:: Work instructions ::
For each statement, say yes or no to whether it agrees with the passage on brand versus branding, and quote the exact words of the passage that decide it.
1. Brands are said to account for more than 30% of the market value of companies in the S&P 500.
2. A brand is described as internal and branding as external.
3. Promotional spending is named as the only investment branding requires.

:: Excerpt provided ::
○ ○ ○ ○ ○ ○ ○

Separated by a mere three letters, there’s a world of difference between the words “brand” and “branding.” Too often, they are used interchangeably and interpreted in many different ways. Common terms associated with both words include “naming,” “identity,” “tagline,” “packaging,” “advertising,” and so forth, mainly centered around tactical elements.
In our experience working with organizations in the service sector, the difference between the two ideas comes down to this: A brand is a destination, where you want to end up, while branding is the journey or the roadmap to get you there.
There are other important differences between the two terms, some dealing with dollars and others that just make sense.
A brand is a goal; branding is a strategy.
From the breakthrough book, “Positioning – The battle for your mind,” (Trout and Ries), establishing a market position is a goal, it’s where you want to end up. Similarly, owning a brand (position) is where you want to be in the minds (and hearts) of your customers.
Branding, on the other hand, is the multi-phased process of securing that position and includes key strategies around the developmental, operational, promotional, organizational, and cultural building-blocks of brand development. This Blog has a dedicated post on these steps if you’re interested in learning more about these phases.
A brand is an asset; branding is an investment.
As it is often written, brands are the most valuable assets that companies possess. According to Millward Brown, a worldwide market research company, brands account for more than 30% of the market value of companies in the S&P 500. Relatively new branding companies such as Nike as well as the old guard like Proctor and Gamble have quantified the value of their respective brands and list them as assets on the balance sheet.
Branding is an investment of time, money, and other resources that organizations make in order to establish a well valued brand. While promotional dollars account for a considerable portion of this expense, there are also operational and cultural investments that are made in order to deliver on the brand promise and protect its value proposition.
A brand is external; branding is internal.
Brands reside in the minds and hearts of your customers. They provide more than the features of the product or service you’re offering. They create a unique benefit with a layer of excitement, inspiration, and comfort. Mostly, they are defined by your targeted consumers who choose to buy and become engaged with your brand.

○ ○ ○ ○ ○ ○ ○

:: Records shown ::
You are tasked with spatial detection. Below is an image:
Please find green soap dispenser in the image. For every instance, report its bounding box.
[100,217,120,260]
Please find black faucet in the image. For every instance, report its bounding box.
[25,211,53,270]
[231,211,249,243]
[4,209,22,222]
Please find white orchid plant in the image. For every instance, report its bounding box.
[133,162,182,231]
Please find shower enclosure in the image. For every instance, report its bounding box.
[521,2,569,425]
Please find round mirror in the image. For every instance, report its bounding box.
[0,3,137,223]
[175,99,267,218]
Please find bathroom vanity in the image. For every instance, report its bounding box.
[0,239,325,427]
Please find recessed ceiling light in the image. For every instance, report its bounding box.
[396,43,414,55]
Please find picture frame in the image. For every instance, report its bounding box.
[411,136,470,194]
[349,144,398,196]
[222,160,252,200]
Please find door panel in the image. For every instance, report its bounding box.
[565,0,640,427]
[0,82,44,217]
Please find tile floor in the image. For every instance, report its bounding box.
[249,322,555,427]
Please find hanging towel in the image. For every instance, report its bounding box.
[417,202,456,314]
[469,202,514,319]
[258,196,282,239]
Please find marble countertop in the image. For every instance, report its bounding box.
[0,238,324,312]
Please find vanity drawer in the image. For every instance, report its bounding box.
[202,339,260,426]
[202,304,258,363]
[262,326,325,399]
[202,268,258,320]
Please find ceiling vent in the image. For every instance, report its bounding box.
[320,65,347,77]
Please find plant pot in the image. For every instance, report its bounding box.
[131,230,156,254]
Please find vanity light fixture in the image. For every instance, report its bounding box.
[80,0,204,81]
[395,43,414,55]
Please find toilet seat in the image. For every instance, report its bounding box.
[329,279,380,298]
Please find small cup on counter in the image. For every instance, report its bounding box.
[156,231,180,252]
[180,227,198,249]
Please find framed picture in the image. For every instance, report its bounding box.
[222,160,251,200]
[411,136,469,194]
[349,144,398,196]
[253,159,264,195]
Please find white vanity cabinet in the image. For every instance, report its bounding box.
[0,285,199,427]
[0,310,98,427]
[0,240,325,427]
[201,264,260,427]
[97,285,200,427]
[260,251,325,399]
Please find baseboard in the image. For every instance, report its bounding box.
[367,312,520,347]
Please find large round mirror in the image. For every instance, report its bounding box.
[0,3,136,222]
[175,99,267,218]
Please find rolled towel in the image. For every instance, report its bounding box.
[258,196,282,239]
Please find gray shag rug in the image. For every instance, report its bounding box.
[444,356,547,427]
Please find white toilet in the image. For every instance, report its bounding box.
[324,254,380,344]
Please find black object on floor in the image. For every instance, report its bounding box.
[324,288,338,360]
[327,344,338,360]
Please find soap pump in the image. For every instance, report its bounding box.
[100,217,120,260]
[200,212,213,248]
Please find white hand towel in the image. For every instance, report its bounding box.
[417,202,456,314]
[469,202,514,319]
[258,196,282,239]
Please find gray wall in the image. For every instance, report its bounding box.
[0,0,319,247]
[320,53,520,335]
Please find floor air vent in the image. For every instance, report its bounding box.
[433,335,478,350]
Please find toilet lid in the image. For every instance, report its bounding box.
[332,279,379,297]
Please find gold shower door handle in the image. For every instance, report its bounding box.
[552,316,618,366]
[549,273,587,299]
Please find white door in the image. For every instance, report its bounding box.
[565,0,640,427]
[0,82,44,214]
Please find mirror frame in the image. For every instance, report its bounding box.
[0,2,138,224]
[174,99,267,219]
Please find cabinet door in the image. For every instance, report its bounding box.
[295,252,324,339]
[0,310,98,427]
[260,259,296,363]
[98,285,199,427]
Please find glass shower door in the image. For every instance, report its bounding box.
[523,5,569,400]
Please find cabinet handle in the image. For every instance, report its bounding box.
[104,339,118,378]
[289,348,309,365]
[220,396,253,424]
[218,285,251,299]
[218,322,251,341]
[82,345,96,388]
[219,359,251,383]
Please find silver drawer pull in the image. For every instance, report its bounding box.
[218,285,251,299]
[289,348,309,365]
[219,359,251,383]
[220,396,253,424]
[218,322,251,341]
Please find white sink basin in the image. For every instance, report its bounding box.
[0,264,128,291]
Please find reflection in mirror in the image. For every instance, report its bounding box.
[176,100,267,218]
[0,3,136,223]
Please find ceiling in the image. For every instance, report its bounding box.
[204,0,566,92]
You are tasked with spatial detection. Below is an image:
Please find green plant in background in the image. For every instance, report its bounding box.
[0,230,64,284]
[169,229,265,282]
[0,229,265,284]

○ ○ ○ ○ ○ ○ ○

:: Finished exercise ::
1. Yes: "brands account for more than 30% of the market value of companies in the S&P 500"
2. No: "A brand is external; branding is internal."
3. No: "While promotional dollars account for a considerable portion of this expense, there are also operational and cultural investments"